[Task] From the top of the entries below through the line containing "Target: crowd of people", return every line exactly as written, please, and stop there.

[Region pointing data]

··········

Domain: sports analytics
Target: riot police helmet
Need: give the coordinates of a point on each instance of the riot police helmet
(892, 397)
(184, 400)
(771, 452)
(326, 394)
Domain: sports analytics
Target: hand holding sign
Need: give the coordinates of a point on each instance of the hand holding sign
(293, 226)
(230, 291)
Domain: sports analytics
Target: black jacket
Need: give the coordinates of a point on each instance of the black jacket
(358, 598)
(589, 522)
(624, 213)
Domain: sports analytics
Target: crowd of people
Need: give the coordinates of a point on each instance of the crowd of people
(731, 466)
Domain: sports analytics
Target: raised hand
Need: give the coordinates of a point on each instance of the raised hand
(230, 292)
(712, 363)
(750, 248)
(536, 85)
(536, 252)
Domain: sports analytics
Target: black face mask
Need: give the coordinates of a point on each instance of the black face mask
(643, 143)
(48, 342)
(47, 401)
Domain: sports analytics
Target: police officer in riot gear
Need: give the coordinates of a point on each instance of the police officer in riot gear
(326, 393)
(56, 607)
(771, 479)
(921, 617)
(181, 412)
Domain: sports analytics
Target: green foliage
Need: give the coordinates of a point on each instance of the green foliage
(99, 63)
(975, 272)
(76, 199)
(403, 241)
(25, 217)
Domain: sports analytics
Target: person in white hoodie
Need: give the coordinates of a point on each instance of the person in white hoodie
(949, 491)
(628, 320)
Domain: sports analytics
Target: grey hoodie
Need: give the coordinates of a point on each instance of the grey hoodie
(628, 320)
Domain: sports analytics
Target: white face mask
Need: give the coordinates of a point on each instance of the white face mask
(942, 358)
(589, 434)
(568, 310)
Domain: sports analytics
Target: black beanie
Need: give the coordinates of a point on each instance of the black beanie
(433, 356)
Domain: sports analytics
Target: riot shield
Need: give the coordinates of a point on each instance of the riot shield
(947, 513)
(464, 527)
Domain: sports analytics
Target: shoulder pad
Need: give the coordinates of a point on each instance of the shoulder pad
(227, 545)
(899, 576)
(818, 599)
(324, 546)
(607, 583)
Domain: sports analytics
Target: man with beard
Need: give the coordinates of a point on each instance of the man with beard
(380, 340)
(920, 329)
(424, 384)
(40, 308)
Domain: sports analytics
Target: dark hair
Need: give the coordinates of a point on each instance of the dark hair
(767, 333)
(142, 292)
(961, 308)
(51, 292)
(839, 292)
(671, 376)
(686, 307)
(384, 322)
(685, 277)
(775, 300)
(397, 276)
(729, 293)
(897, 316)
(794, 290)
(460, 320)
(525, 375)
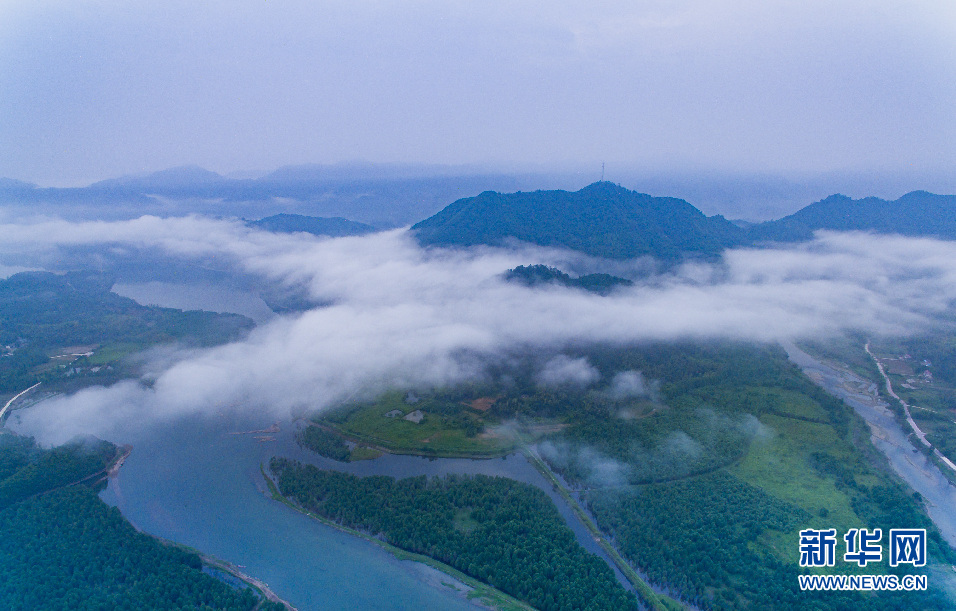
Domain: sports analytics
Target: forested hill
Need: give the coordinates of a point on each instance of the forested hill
(316, 225)
(917, 214)
(602, 219)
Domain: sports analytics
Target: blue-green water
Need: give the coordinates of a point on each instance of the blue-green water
(194, 483)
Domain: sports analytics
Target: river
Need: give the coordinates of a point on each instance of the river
(199, 484)
(889, 437)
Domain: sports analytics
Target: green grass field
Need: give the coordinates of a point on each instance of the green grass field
(439, 434)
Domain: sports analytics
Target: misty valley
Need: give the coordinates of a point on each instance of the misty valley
(592, 399)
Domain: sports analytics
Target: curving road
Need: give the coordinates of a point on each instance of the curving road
(10, 402)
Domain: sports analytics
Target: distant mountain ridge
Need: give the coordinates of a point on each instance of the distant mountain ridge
(602, 220)
(290, 223)
(917, 213)
(538, 275)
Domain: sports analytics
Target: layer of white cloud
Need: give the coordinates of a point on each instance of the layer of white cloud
(404, 316)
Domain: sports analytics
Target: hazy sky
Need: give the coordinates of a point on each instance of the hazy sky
(93, 89)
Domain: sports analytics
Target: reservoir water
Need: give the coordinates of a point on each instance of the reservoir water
(199, 483)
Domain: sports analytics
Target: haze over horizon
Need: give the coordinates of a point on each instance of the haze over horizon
(97, 89)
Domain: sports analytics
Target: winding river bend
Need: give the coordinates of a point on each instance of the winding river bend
(888, 436)
(199, 484)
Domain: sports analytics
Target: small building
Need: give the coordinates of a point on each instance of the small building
(415, 416)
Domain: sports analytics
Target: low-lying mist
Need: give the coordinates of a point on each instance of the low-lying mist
(403, 316)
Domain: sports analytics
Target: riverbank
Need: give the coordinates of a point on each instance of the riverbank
(914, 467)
(472, 589)
(658, 602)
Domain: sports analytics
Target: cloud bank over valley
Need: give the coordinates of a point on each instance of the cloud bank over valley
(398, 315)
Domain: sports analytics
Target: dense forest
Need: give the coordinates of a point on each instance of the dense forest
(42, 313)
(503, 532)
(536, 275)
(602, 219)
(704, 471)
(61, 547)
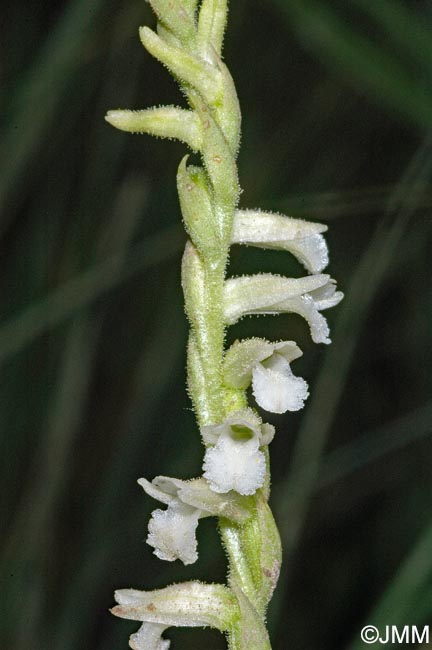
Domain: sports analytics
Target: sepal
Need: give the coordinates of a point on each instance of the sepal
(268, 230)
(163, 121)
(264, 293)
(267, 366)
(310, 305)
(234, 461)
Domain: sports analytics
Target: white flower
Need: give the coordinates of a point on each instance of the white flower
(272, 294)
(172, 531)
(267, 366)
(268, 230)
(311, 304)
(149, 637)
(235, 461)
(188, 604)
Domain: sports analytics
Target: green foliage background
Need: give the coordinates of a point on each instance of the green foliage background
(337, 108)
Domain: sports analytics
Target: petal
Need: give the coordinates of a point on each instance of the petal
(269, 230)
(198, 494)
(305, 306)
(326, 297)
(172, 533)
(264, 293)
(277, 390)
(235, 465)
(149, 637)
(162, 488)
(241, 358)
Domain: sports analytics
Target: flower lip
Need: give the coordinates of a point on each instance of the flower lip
(172, 531)
(267, 366)
(234, 460)
(274, 231)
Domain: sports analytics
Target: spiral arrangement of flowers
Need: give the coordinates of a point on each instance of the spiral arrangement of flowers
(234, 486)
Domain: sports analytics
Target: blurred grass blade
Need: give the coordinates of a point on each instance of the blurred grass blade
(40, 89)
(329, 206)
(371, 446)
(296, 491)
(150, 384)
(409, 28)
(35, 517)
(81, 291)
(406, 600)
(342, 46)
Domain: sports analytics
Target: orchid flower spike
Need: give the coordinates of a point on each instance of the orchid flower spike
(172, 531)
(234, 460)
(268, 230)
(267, 366)
(188, 604)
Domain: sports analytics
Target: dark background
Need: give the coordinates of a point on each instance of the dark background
(337, 116)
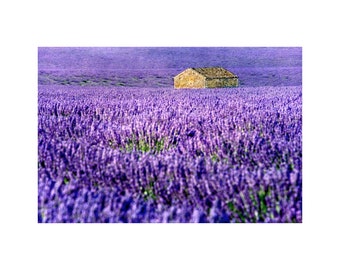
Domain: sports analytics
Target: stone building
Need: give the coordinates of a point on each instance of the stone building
(208, 77)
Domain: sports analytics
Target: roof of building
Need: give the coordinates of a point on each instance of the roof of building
(215, 72)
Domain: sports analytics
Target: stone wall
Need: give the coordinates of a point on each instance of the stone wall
(189, 79)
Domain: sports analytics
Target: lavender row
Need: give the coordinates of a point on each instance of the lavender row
(284, 76)
(176, 156)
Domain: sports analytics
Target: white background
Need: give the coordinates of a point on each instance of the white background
(27, 25)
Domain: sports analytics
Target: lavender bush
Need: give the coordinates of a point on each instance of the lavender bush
(149, 153)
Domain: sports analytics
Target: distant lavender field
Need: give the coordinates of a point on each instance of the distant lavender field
(116, 142)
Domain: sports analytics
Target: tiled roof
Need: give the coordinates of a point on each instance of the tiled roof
(215, 72)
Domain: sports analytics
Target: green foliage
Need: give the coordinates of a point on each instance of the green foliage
(152, 145)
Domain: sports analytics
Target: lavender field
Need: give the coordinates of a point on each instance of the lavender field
(117, 143)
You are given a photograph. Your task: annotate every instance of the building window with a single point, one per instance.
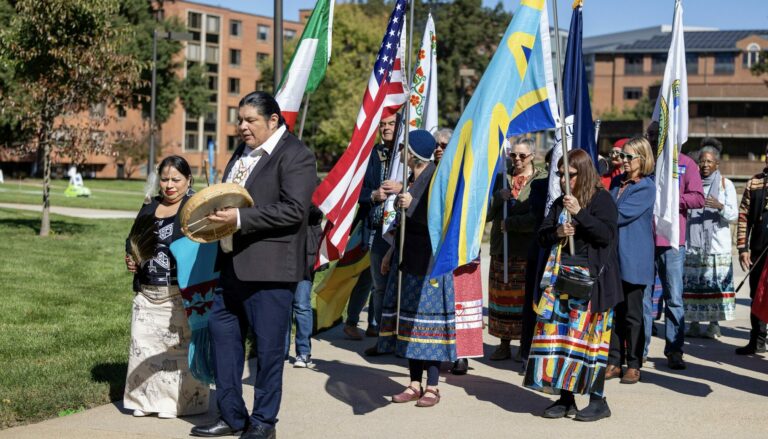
(263, 32)
(194, 20)
(190, 142)
(633, 93)
(234, 86)
(724, 64)
(261, 58)
(212, 24)
(193, 52)
(234, 57)
(212, 54)
(633, 64)
(658, 63)
(232, 142)
(751, 56)
(235, 28)
(692, 63)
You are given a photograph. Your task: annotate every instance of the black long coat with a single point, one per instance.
(597, 226)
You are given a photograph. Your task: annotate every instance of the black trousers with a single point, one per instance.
(265, 307)
(628, 337)
(758, 332)
(534, 269)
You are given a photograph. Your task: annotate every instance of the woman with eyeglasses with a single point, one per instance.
(708, 272)
(506, 299)
(635, 193)
(580, 289)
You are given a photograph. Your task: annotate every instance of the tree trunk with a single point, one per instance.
(45, 226)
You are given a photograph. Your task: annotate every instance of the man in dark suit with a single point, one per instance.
(260, 266)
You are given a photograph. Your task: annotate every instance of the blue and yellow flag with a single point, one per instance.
(458, 198)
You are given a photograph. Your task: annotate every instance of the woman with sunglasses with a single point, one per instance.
(635, 193)
(574, 319)
(505, 308)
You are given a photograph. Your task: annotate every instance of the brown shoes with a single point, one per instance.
(612, 372)
(406, 396)
(631, 376)
(429, 401)
(352, 333)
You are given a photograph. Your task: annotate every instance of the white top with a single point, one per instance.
(721, 241)
(248, 161)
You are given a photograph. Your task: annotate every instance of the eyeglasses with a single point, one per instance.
(628, 157)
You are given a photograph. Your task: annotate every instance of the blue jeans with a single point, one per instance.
(379, 287)
(670, 264)
(358, 298)
(302, 312)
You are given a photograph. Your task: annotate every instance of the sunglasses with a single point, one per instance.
(562, 174)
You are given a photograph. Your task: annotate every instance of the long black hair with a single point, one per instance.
(264, 103)
(178, 163)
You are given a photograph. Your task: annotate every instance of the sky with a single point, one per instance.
(600, 16)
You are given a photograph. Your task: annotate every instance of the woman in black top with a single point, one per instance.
(159, 380)
(573, 328)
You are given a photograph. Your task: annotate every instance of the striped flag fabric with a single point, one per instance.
(338, 193)
(422, 112)
(458, 198)
(309, 62)
(672, 114)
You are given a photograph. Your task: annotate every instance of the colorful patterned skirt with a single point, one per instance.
(468, 288)
(569, 349)
(427, 319)
(708, 287)
(505, 300)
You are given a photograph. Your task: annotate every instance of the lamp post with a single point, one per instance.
(172, 36)
(278, 45)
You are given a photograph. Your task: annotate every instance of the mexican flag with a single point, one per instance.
(307, 67)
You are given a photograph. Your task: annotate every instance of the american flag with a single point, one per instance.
(338, 194)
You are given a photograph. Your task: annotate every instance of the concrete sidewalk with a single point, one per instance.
(77, 212)
(347, 396)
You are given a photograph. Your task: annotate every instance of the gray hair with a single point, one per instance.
(527, 142)
(712, 150)
(444, 134)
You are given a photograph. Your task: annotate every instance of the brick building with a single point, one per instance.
(725, 100)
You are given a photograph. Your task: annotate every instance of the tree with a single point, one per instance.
(65, 59)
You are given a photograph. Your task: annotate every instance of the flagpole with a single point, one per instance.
(405, 171)
(303, 116)
(561, 108)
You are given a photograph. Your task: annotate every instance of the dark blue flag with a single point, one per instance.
(576, 90)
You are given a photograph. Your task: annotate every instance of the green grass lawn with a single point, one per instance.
(65, 319)
(105, 194)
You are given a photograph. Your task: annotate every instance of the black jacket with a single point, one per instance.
(271, 245)
(149, 209)
(597, 226)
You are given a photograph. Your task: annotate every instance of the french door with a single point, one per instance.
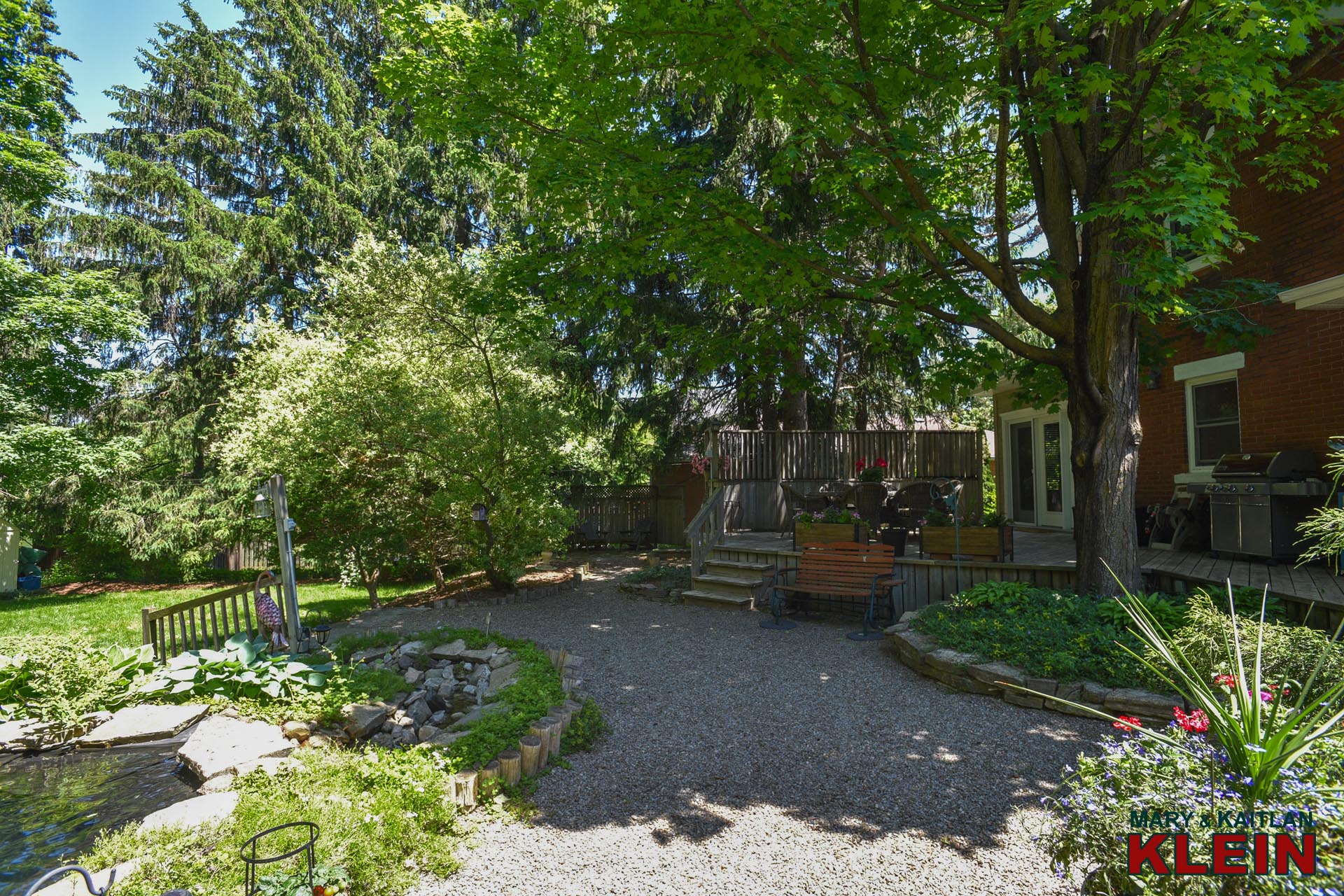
(1038, 480)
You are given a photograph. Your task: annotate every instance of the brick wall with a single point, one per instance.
(1292, 388)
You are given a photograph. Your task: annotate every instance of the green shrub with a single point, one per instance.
(239, 669)
(1170, 612)
(1289, 652)
(587, 726)
(667, 575)
(1136, 774)
(385, 817)
(62, 679)
(990, 594)
(1042, 631)
(1246, 747)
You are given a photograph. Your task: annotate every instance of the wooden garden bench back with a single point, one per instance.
(840, 571)
(843, 568)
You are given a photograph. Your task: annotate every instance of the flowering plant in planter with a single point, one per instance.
(874, 473)
(831, 514)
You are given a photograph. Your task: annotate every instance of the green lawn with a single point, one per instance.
(113, 617)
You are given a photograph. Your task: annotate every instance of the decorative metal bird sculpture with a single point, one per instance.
(268, 613)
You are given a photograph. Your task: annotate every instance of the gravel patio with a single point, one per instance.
(743, 761)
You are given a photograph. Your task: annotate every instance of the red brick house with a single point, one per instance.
(1288, 393)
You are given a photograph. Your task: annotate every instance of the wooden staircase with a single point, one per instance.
(726, 583)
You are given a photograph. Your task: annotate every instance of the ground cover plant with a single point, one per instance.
(1043, 631)
(1075, 637)
(385, 817)
(241, 668)
(538, 688)
(113, 617)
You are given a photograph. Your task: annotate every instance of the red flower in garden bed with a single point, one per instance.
(1195, 722)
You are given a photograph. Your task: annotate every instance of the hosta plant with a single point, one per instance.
(239, 669)
(64, 679)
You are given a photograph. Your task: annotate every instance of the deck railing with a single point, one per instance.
(706, 530)
(207, 621)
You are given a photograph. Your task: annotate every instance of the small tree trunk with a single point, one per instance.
(371, 586)
(793, 400)
(530, 747)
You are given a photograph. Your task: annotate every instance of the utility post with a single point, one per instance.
(286, 542)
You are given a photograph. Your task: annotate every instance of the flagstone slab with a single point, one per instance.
(147, 722)
(220, 743)
(192, 813)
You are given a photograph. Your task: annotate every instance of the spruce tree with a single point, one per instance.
(251, 156)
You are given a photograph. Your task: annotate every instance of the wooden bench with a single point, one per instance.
(840, 571)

··········

[Answer to this exercise]
Domain: sports analytics
Target: riot police helmet
Need: give the coordinates of a point on each instance of the riot police helmet
(892, 397)
(184, 400)
(771, 452)
(326, 394)
Domain: sports analytics
Target: hand holding sign
Need: give the coordinates of a point on each instance of the hand holding sign
(293, 226)
(230, 291)
Domain: sports analytics
Target: black jacket
Need: give the coordinates of a point on each instance of the black jacket
(358, 598)
(589, 522)
(624, 213)
Domain: sports analytics
Target: crowd of people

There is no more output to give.